(Collected data)
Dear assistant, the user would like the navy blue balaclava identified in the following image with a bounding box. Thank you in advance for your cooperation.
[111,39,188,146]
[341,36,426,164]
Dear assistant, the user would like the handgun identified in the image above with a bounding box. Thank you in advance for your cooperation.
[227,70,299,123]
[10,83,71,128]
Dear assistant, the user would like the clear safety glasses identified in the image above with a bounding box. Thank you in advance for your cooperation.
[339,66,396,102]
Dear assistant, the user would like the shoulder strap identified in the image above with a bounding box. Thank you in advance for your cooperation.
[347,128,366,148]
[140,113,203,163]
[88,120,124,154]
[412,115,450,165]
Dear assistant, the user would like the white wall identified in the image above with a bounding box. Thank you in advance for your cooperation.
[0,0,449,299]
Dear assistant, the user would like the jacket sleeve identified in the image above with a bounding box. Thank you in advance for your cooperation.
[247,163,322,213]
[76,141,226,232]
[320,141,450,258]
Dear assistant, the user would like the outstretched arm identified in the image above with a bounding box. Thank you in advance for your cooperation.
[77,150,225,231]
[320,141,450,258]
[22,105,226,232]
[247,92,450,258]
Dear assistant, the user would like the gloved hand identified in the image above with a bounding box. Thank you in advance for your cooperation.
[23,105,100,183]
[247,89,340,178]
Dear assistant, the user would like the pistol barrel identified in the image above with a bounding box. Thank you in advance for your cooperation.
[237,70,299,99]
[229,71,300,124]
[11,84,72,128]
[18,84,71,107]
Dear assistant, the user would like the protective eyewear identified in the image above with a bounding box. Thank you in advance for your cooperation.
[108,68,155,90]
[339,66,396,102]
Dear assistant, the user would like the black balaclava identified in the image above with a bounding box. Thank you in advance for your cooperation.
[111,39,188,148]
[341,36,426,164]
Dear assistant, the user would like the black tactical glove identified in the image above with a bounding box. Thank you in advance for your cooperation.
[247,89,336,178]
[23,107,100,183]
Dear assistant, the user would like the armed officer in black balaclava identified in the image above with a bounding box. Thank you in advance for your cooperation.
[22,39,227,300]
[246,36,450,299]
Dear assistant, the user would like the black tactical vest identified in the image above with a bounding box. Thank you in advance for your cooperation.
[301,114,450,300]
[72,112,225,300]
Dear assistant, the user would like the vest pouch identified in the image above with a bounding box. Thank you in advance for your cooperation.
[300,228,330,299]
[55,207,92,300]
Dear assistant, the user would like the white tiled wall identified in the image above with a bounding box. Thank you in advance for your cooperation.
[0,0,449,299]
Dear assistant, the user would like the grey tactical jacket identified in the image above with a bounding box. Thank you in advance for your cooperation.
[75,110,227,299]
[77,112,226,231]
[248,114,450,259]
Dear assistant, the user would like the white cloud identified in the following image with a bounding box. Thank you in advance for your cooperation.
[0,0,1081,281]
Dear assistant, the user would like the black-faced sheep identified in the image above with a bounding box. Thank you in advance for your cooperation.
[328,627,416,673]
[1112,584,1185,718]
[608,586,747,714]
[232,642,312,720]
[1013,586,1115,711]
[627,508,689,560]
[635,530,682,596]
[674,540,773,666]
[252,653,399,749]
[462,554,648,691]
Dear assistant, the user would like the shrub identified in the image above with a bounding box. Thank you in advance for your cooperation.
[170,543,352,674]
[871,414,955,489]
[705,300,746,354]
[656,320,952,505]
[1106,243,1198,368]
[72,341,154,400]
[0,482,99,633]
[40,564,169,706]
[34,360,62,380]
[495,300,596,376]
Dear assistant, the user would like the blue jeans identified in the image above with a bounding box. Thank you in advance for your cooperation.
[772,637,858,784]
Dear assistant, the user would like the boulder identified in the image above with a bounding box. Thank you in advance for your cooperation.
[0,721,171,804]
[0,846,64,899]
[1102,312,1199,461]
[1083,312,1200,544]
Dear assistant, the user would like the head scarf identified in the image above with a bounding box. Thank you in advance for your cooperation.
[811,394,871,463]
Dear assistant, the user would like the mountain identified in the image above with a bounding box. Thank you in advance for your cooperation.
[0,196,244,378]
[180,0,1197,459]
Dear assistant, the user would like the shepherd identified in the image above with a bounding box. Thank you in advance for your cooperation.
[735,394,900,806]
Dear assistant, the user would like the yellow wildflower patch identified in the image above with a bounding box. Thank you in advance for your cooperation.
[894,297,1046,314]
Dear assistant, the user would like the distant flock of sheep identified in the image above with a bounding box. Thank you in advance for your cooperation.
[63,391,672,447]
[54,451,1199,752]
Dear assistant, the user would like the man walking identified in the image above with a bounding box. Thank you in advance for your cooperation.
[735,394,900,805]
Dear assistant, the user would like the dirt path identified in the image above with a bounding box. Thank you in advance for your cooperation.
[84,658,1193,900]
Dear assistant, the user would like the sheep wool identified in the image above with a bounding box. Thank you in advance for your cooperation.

• WHAT IS REQUIRED
All entries above are to be reproduced exactly.

• ANSWER SPACE
Dear assistant, the user would like the navy blue balaclava identified in the following image with a bounding box. Thank you in advance for your cooperation.
[111,39,188,146]
[341,36,426,164]
Dear assistant, the user would like the handgun identified in the image above with a bounding box. Thank you in advance for your cooperation.
[227,70,299,123]
[10,83,71,128]
Dear assistant, the user would like the clear safety glasses identified in the image above with a bounding box. Thank you in advance for your cooperation.
[339,66,396,102]
Dear assistant, the user would like the shoulder strap identified in the image above with a bounding box. Thank you in advance for your cooperation.
[347,128,366,148]
[140,113,203,163]
[88,120,124,154]
[412,115,450,165]
Dear assistant, the user would like the white wall identified in the image above with a bounding box. Thank you in advance for your cooperation.
[0,0,449,299]
Dear assistant, the user would like the jacket sleeve identified in the image above with a bounding box. Thank you in advance for your cooperation.
[247,163,322,213]
[76,141,226,232]
[320,141,450,258]
Dear assistant, the user would like the outstretched arm identified in the image above with a bounding box. Thank you in advance for your cooperation.
[77,150,225,231]
[320,141,450,258]
[22,105,226,232]
[247,92,450,258]
Dear assistant, the user would like the gloved hand identified in the image above with a bounding box. Thank you in advance for your cooperation.
[23,105,100,183]
[247,89,340,178]
Dear assistant, the user would like the pistol barrel identified in the image above with a bounding box. Thank you in advance for your cooperation.
[237,70,299,99]
[229,71,300,124]
[11,84,72,128]
[18,84,71,107]
Dear assistant, the user would like the protective eyewear identified in the image above with a bounding box. Thank you in advance for your cooperation.
[108,68,155,90]
[339,66,396,102]
Dear assistant, the user would like the black balaclava identified in the image above with a bounding box. Thank you in advance for your cooperation.
[111,39,188,148]
[341,36,426,164]
Dear assistant, the user would like the black tactical glove identified in the image above with a bounding box. Thank you in advance for your cooperation.
[247,89,336,178]
[23,107,100,183]
Dear assistant, the user would like the armed officer in black balaclava identified in the image above with a bounding box. Thank you in advance for your cooperation.
[22,39,227,300]
[246,36,450,299]
Dear assistant, the user would like the black tactical vest identified in the image above with a bounding box. Thank you in advance for your cooperation.
[301,114,450,300]
[72,112,225,300]
Dear assistant, the user would like the vest pouch identified in the image above with a bounding box. Thank you in advance for your cooperation.
[300,228,330,299]
[55,207,92,300]
Dear assistant, the user would like the white tiled wall identified in the image above with a bounding box. Thank you in advance for your cooperation.
[0,0,449,299]
Dear assistant, the user would like the grey tactical jacket identified in the image above with a bounding box. Thank you in advance for your cooperation.
[75,110,227,299]
[77,112,226,231]
[248,114,450,259]
Dear assistant, the user would like the white cloud identified in the following image with a bounding box. Thank you in advance for your cooperation.
[0,0,1081,281]
Dear assistant, the user would like the black-faced sheep identified in the image above with a bounding box. Thank you in advance for your cooperation.
[328,627,416,673]
[1112,584,1185,718]
[608,586,747,714]
[232,642,312,720]
[1013,586,1115,711]
[627,508,689,560]
[635,530,682,596]
[674,540,773,666]
[252,653,399,749]
[462,554,648,691]
Dear assistant, the user would like the shrub identified in the image above with a bounding box. Thank you in advance for your cooperation.
[170,543,352,674]
[871,414,955,489]
[705,300,746,354]
[656,320,952,505]
[1106,243,1198,368]
[72,341,154,400]
[0,482,99,633]
[40,564,169,706]
[34,360,62,380]
[495,300,596,376]
Dear assistant, the user would like the blue jeans identified in the image above with a bounding box. Thank you in advance for your cooperation.
[772,637,858,784]
Dear assistant, the user would like the boulder identified in the image above with a bounding box. Thank you in advance for your cooperation.
[0,721,171,804]
[0,846,64,899]
[1102,312,1199,461]
[1083,312,1200,544]
Dear assistant, the user would like the head scarf identified in the image above with a bounding box. Thank you in advance for your cooperation.
[811,394,871,463]
Dear assistant, the user would like the mountain identified in the image above with a bounding box. Thank you in advance for your cooperation.
[0,196,244,378]
[180,0,1197,459]
Dear assistant, the user would like the shepherd identified in the image above with a bounding box. Thank you in advance for your cooperation.
[735,394,900,806]
Dear assistant, the user would like the yellow wildflower patch identified in the image above with a bounding box. Thank you in advance for your cooperation.
[894,297,1046,314]
Dear assistant, the user would like the distant flock of sheep identified in the image above with a bounding box. Thank you in advance for your cooperation.
[63,391,672,447]
[54,451,1199,752]
Dear assistant, the user would like the man walking identified in the image above with a bounding box. Thank you in advance for your cooperation.
[735,394,900,805]
Dear assistant, the user would like the dirt path identified in the image above with a bounding box. Thank you in advance for your cooperation.
[84,658,1193,900]
Dear assistant, the user would like the sheep wool identified in the image above with a bounding box. Thank you in advance for your cooperation.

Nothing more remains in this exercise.